Transcribe only what runs from the line including "is the tree?" through the last line of the entries, exactly as it appears.

### Referring expression grounding data
☆ ☆ ☆ ☆
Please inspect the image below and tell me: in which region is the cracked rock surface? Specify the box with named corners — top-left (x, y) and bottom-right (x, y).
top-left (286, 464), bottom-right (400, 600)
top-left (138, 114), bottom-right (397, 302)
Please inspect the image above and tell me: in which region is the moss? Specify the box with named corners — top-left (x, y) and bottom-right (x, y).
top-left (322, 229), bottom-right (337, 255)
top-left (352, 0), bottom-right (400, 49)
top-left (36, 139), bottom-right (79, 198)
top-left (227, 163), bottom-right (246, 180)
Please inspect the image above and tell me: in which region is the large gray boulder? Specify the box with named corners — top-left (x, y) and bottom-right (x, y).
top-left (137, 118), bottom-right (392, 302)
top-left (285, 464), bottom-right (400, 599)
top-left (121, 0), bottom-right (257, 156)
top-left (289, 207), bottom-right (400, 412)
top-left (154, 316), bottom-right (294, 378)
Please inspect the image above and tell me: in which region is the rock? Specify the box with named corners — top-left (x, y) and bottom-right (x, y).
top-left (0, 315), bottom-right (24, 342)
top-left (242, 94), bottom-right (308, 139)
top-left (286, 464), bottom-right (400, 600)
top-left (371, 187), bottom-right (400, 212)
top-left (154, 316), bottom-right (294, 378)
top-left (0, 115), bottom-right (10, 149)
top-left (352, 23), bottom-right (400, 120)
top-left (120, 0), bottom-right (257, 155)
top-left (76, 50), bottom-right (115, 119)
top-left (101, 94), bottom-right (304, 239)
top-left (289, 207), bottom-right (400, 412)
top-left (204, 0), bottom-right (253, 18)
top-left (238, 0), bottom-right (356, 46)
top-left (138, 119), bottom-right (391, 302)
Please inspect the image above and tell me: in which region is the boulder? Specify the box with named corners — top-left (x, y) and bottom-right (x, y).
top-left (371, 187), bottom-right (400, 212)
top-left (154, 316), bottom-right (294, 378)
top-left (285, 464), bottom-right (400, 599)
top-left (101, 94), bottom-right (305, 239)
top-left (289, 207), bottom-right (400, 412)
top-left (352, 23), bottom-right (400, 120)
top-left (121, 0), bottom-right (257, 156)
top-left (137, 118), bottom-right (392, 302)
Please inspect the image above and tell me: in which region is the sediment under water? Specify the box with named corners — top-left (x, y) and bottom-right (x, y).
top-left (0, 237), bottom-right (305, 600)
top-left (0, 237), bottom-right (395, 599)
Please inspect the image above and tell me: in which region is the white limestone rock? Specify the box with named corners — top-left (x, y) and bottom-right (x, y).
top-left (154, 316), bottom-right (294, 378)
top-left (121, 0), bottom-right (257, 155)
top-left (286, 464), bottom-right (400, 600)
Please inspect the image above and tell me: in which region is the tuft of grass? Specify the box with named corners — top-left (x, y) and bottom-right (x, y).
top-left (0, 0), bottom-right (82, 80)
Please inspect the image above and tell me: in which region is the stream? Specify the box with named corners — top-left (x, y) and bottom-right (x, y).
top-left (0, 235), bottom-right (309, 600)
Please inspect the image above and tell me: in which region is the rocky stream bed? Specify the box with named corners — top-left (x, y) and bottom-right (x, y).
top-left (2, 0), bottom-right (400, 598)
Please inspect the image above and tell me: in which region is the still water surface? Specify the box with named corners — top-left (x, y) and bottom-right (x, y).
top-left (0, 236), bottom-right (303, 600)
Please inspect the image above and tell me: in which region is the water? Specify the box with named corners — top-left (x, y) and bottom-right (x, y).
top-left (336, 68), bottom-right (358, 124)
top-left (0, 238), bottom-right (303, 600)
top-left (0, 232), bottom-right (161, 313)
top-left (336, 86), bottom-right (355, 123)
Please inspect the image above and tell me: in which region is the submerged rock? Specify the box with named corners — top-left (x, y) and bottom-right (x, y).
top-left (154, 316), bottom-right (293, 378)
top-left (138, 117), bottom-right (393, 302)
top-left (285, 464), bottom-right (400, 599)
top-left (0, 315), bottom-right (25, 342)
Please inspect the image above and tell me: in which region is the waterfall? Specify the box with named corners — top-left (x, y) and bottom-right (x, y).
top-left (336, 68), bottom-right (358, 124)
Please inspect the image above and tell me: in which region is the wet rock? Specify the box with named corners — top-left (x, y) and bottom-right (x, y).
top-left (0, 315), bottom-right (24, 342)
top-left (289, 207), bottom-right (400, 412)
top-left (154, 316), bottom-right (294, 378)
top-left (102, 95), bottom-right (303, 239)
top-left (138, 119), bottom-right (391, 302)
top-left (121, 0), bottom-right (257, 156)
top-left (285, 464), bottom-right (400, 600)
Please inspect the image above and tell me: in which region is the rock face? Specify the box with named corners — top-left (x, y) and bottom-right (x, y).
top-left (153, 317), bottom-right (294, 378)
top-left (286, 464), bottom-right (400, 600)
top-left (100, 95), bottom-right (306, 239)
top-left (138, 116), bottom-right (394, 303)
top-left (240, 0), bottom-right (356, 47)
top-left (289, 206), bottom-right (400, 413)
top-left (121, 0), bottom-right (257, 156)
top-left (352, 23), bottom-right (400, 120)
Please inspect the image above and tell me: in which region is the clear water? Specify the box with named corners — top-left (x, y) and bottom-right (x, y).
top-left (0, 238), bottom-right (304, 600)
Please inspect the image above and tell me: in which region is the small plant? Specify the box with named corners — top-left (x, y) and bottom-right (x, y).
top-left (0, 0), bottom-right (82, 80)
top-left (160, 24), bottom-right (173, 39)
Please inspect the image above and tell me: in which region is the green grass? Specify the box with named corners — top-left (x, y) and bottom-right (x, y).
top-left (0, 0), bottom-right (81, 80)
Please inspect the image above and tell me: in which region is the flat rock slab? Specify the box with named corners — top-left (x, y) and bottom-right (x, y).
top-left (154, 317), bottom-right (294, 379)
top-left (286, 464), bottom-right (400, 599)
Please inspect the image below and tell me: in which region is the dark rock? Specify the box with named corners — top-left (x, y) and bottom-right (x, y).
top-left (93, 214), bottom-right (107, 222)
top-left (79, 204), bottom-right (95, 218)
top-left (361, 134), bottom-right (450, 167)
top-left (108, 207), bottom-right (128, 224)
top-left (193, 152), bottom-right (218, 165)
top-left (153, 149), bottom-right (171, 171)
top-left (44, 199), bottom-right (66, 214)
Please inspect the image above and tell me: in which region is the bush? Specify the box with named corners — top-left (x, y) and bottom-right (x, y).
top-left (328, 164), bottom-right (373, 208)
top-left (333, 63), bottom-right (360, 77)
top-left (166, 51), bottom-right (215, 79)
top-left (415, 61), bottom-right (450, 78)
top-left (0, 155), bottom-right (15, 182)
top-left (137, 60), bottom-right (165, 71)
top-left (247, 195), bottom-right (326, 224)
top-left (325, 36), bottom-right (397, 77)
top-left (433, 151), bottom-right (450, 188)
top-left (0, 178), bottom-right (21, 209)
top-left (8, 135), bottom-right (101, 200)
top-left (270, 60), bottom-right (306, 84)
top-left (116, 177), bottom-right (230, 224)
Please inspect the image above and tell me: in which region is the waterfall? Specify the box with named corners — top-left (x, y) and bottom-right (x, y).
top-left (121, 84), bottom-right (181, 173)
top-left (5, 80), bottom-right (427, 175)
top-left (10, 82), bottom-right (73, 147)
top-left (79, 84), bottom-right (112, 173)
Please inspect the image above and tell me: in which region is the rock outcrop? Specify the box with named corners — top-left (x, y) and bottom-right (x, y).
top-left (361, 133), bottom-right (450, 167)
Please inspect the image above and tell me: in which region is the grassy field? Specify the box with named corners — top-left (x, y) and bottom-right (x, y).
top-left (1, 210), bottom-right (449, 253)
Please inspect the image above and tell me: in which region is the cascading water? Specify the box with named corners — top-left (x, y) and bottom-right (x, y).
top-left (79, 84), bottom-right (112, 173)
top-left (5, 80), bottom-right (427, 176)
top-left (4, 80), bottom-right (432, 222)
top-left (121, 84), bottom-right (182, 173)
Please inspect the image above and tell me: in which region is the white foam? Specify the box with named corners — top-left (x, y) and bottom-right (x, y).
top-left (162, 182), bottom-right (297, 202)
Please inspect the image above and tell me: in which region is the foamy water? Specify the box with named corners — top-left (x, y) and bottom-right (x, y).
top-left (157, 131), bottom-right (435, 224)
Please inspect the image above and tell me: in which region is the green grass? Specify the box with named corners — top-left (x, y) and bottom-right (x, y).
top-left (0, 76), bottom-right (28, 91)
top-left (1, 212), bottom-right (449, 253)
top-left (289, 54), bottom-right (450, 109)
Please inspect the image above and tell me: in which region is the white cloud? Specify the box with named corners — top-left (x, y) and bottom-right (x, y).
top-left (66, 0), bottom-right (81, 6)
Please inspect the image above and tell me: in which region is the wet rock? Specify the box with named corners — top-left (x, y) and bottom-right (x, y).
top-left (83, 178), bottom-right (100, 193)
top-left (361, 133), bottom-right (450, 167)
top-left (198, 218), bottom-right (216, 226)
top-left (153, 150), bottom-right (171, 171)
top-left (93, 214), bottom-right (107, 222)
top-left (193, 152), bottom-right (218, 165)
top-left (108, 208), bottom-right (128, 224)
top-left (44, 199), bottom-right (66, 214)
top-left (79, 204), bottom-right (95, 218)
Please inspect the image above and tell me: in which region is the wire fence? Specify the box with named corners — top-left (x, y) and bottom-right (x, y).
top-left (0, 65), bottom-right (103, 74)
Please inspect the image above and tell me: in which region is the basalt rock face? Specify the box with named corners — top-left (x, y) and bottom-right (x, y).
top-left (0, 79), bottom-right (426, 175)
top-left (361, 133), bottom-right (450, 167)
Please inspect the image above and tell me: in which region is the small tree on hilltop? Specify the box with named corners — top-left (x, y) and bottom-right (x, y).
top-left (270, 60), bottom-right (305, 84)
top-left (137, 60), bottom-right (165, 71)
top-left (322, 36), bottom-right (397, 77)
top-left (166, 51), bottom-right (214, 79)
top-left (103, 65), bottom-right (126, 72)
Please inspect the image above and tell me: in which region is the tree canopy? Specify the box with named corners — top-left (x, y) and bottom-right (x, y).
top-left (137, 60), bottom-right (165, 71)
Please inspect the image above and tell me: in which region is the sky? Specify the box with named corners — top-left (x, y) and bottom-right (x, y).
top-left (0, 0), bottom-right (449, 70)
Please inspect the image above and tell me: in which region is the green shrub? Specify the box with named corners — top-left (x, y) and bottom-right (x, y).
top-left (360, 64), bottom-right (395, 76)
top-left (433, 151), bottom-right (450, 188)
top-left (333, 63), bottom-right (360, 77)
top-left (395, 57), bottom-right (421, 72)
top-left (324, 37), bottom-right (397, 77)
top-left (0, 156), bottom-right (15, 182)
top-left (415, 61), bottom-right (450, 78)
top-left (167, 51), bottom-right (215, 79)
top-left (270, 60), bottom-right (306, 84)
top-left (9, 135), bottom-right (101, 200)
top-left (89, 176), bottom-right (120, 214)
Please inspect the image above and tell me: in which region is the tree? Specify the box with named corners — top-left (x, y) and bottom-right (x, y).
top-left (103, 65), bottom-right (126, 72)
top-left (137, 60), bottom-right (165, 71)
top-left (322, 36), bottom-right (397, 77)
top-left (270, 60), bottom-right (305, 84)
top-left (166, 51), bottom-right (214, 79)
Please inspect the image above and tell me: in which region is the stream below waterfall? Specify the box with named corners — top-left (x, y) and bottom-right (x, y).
☆ ☆ ☆ ☆
### Response for this exercise
Please inspect the image above and tell me: in which region is the tree? Specify the box with named corners — top-left (x, y) and bottom-right (x, y).
top-left (103, 65), bottom-right (126, 72)
top-left (137, 60), bottom-right (165, 71)
top-left (322, 36), bottom-right (397, 77)
top-left (270, 60), bottom-right (305, 84)
top-left (166, 51), bottom-right (214, 79)
Please inspect the image above and tell me: in which region is the stream below waterfall? Specify the box with named corners — top-left (x, y) and bottom-right (x, y).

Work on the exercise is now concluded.